→ Request a
Please retype the entries word for word, the stretch from the line containing "like [439, 974]." through the end of the entries.

— START Selected passage —

You Season 2: Here’s Everything We Know So Far

Last winter’s unexpected TV hit was You, which premiered in September on Lifetime to lackluster ratings but has found a great resurgence on Netflix. The soapy melodrama centers on a bookstore clerk named Joe (Penn Badgley) who develops an obsession with a woman named Beck (Elizabeth Lail). His fascination with Beck drives him to do some crazy things, like stalk her every move and, oh yeah, murder people in her inner circle. It’s a wild story, and thankfully Netflix is making a second season. (Lifetime passed You over to the streaming platform at the end of 2018.)

Just a few days before the show's new season starts streaming on December 26, we finally got a full-length trailer—and it's eerie as hell. While a cover of Radiohead's "Creep" plays in the background, we see show establishing Joe's new life as "Will Bettleheim" in Los Angeles. There are flashbacks to Beck, as well as what appears to be Candace's escape. Plus, we get to see the moment he meets the new object of his affection: Love Quinn. Though it seems like Candace is not going to let Joe get back into his stalking ways so easily.

— END Selected passage —

→ Request b
Write the next part of the article about the second season of You, picking up after its last sentence.

— START Extracted entries —

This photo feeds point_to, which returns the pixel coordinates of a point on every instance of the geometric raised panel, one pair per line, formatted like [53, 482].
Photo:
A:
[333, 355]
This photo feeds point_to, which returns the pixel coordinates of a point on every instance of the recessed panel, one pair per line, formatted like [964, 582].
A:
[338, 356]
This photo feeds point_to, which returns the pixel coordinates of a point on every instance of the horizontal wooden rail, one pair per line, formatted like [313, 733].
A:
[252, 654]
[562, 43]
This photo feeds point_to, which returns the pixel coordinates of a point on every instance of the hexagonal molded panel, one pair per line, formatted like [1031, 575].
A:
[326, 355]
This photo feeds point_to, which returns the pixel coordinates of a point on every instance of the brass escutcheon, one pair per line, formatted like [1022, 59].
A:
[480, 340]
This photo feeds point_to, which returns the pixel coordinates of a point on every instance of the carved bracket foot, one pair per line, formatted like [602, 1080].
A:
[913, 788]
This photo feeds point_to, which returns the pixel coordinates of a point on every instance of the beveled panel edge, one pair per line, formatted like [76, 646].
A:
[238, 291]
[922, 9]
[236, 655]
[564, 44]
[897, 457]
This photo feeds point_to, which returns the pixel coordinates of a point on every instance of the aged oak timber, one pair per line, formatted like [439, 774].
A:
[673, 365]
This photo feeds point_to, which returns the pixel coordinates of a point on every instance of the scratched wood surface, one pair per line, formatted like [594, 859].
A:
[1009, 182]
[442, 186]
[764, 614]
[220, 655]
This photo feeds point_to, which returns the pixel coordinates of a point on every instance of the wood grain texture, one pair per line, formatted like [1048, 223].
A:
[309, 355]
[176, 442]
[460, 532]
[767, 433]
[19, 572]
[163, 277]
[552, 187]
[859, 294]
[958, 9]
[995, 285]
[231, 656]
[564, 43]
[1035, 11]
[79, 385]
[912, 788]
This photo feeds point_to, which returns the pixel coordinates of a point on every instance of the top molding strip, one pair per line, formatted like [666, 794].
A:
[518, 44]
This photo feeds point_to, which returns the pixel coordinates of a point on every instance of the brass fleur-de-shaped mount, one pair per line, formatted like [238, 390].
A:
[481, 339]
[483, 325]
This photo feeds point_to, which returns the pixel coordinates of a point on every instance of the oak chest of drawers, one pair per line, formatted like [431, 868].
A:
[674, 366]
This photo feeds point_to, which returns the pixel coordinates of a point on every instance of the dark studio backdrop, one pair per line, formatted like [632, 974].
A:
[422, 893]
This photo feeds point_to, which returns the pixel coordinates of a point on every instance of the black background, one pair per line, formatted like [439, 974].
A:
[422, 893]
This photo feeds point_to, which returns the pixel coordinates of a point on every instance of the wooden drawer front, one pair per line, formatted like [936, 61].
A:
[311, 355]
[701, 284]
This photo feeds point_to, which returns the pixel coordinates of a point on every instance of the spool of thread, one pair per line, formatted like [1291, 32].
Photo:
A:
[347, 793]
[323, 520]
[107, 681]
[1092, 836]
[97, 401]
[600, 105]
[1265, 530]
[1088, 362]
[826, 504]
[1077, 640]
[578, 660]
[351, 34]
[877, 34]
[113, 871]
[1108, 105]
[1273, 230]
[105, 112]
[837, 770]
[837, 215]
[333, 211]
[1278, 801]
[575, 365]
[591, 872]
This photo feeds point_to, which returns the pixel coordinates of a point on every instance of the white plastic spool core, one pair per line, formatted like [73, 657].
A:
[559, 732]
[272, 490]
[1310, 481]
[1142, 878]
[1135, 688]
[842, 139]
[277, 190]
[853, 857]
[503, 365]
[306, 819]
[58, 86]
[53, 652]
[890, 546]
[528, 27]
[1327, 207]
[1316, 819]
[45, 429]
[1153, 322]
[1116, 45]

— END Extracted entries —

→ Exercise answer a
This photo feeds point_to, which returns the pixel coordinates of a point on every instance of the black background, one pair per line, formatted like [439, 974].
A:
[422, 893]
This photo feeds point_to, which returns the pixel coordinates of a point on every instance of the wooden drawer front, one pair per line, formatted like [936, 61].
A:
[311, 355]
[701, 284]
This photo feeds point_to, which returns the pixel coordinates of a point on every instance of the spool of thread, one pair per line, formatted like [1291, 32].
Photo:
A:
[347, 793]
[323, 520]
[107, 681]
[1092, 836]
[97, 401]
[600, 105]
[1265, 530]
[1088, 362]
[826, 504]
[1077, 640]
[578, 660]
[351, 34]
[877, 34]
[113, 871]
[1108, 105]
[1273, 230]
[105, 112]
[837, 770]
[837, 215]
[333, 211]
[1278, 801]
[575, 365]
[591, 872]
This photo feeds point_to, which returns the pixel coordinates of a point on every instance of the white plastic spool core, one pair per line, formatted like [73, 657].
A:
[559, 732]
[272, 490]
[1310, 481]
[1142, 878]
[1135, 688]
[842, 139]
[277, 190]
[853, 857]
[503, 365]
[306, 819]
[58, 86]
[53, 652]
[890, 546]
[528, 27]
[1327, 207]
[1316, 819]
[45, 429]
[1153, 322]
[1116, 45]

→ Exercise answer b
In one scene his hands are covered in blood, and another shows what appears to be someone clawing their way out from being buried alive. We can't wait.

Here’s everything else we know about the next chapter of You—and be warned: Major spoilers for season one ahead.

It will premiere on December 26, 2019. Get ready.

The first part of the season takes place in Los Angeles. This is in line with what happens in the second novel of the series that You is based on, Hidden Bodies. “Joe Goldberg comes to L.A., and he is a die-hard New Yorker, so I can’t say that he comes to L.A. and he instantly falls in love with the place,” You’s showrunner Sera Gamble tells the Hollywood Reporter. “At least at first glance, this is not Joe’s kind of town, which is delightful.”

All of Joe’s loose ends from season one will come back to haunt him. Remember, he framed Dr. Nicky (played by John Stamos) for Beck’s murder, and Peach Salinger’s (Shay Mitchell) family is investigating her mysterious death. All of this, Gamble tells THR, could “come back to him at anytime.” “He is very worried about the fact that Peach Salinger’s family has hired people to investigate her alleged suicide, and there is evidence potentially still at her house from season one,” Gamble says. “If you look at every act of violence that he does in season one, that is potentially something that could come back and bite him.”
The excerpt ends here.